(GIVEN PROBLEM): In the entries below, switch each "tree trunk" to "tree stem" and reproduce everything else unchanged.
--- Start THE RECORDS ---
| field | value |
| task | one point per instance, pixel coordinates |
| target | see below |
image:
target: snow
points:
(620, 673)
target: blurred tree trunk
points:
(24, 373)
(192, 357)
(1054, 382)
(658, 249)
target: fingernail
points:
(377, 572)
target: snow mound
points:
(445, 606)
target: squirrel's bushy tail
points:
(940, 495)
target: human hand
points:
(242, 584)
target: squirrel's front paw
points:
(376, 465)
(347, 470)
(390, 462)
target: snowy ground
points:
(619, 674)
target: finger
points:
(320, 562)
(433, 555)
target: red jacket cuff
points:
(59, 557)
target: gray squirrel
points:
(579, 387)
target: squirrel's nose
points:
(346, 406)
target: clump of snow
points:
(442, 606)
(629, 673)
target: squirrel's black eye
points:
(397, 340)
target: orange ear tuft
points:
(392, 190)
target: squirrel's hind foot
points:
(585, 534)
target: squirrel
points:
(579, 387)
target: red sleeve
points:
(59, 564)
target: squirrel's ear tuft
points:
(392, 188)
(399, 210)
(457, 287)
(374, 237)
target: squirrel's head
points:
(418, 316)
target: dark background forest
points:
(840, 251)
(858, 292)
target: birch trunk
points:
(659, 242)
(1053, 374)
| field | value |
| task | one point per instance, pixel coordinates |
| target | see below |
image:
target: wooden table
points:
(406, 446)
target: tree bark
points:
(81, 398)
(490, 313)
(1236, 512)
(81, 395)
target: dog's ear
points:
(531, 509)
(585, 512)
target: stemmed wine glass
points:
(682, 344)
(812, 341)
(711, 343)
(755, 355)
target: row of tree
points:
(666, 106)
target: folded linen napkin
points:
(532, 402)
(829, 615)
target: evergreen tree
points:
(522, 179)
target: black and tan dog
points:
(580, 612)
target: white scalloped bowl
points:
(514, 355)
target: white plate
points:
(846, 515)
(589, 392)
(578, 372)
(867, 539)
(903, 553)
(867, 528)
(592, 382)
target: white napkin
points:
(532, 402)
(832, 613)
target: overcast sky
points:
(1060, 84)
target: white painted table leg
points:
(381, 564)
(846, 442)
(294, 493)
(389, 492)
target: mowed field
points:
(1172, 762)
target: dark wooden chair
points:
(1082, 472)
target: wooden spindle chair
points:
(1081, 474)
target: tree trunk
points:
--- End THE RECORDS ---
(RESPONSE BELOW):
| field | value |
| task | one point per instance, pixel coordinates |
| target | see below |
image:
target: snow
points:
(620, 673)
target: blurred tree stem
points:
(24, 373)
(192, 357)
(1054, 382)
(658, 249)
target: fingernail
points:
(377, 572)
target: snow mound
points:
(445, 606)
target: squirrel's bushy tail
points:
(940, 495)
target: human hand
points:
(242, 584)
target: squirrel's front paw
points:
(376, 465)
(347, 470)
(390, 462)
target: snowy ground
points:
(619, 674)
target: finger
points:
(320, 562)
(433, 555)
target: red jacket cuff
points:
(59, 557)
target: gray squirrel
points:
(579, 387)
target: squirrel's nose
points:
(346, 406)
target: clump of snow
points:
(442, 606)
(629, 673)
target: squirrel's black eye
points:
(397, 340)
target: orange ear tuft
points:
(392, 190)
target: squirrel's hind foot
points:
(585, 534)
target: squirrel
points:
(579, 387)
target: red sleeve
points:
(59, 564)
target: squirrel's ear tuft
points:
(392, 188)
(399, 210)
(457, 287)
(374, 237)
target: squirrel's head
points:
(418, 316)
target: dark background forest
points:
(840, 251)
(858, 292)
target: birch trunk
points:
(659, 242)
(1053, 374)
| field | value |
| task | one point per instance, pixel coordinates |
| target | see below |
image:
target: wooden table
points:
(406, 446)
target: tree bark
points:
(81, 398)
(490, 313)
(1236, 512)
(81, 395)
target: dog's ear
points:
(531, 509)
(585, 512)
target: stemmed wine glass
points:
(682, 344)
(812, 341)
(711, 343)
(755, 355)
target: row of tree
points:
(666, 106)
target: folded linen napkin
points:
(532, 402)
(829, 615)
target: evergreen tree
points:
(522, 179)
target: black and tan dog
points:
(580, 612)
target: white scalloped bowl
points:
(514, 355)
target: white plate
points:
(846, 515)
(589, 392)
(578, 372)
(867, 539)
(903, 553)
(867, 528)
(592, 382)
target: white napkin
points:
(532, 402)
(832, 613)
target: overcast sky
points:
(1060, 84)
target: white painted table leg
points:
(381, 564)
(846, 442)
(294, 493)
(389, 492)
target: mowed field
points:
(1172, 762)
target: dark wooden chair
points:
(1082, 472)
target: wooden spindle chair
points:
(1081, 474)
target: tree stem
points:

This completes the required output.